# Region pointing data

——————

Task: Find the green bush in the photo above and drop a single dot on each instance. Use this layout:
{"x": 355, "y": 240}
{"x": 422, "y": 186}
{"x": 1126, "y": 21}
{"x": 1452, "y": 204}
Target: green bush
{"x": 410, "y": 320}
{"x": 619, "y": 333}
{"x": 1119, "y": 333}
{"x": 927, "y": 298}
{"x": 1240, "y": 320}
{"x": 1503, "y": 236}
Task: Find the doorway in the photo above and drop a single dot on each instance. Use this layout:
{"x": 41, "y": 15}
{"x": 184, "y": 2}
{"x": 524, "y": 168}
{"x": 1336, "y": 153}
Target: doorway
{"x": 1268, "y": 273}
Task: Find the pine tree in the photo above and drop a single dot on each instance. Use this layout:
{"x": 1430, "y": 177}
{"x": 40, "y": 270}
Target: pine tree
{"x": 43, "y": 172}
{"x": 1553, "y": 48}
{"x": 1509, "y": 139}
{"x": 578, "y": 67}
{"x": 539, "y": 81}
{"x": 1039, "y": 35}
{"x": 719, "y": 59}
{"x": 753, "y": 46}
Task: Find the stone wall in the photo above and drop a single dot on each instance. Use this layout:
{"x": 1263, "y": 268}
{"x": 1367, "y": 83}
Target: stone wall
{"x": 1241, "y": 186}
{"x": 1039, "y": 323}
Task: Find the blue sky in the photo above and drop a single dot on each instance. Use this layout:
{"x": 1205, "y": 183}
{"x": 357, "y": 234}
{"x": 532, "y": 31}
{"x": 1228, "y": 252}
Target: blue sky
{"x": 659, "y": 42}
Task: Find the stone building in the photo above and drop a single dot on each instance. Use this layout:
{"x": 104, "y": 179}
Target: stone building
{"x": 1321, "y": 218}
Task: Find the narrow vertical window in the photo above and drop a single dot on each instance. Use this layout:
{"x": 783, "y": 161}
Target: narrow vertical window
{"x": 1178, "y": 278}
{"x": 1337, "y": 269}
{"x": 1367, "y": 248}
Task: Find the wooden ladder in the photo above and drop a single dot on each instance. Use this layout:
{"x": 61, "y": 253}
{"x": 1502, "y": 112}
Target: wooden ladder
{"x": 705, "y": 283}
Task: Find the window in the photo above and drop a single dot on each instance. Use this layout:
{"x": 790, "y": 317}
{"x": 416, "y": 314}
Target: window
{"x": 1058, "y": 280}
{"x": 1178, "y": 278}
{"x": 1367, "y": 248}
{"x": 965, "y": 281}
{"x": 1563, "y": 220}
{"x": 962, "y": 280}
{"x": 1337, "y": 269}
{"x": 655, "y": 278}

——————

Looking through the data above, copy out each line in which the string "photo" occurs.

Task: Find the green bush in the photo above and drop a single dot on each instance. Use this layout:
Task: Find the doorway in the photo above and drop a single dot on each instance. Use this layout:
Task: Find the pine tree in the photo above and drop a single dot on each instance. Use this layout:
Task: Find the stone wall in the photo above and drop a single dot on each instance. Use this layout:
Task: Find the blue sky in the photo above and drop a single dot on each instance. Use this layout:
Task: Find the stone building in the photo above and drop a single dot on each instance. Use this layout:
Task: Find the narrow vertical window in the photo above and drop a single dot on each instance. Use this layout:
Task: Find the wooden ladder in the photo above and drop a single dot on each instance. Use this layout:
Task: Find the window in the photo above and drop a single dot on each instance. Use this layout:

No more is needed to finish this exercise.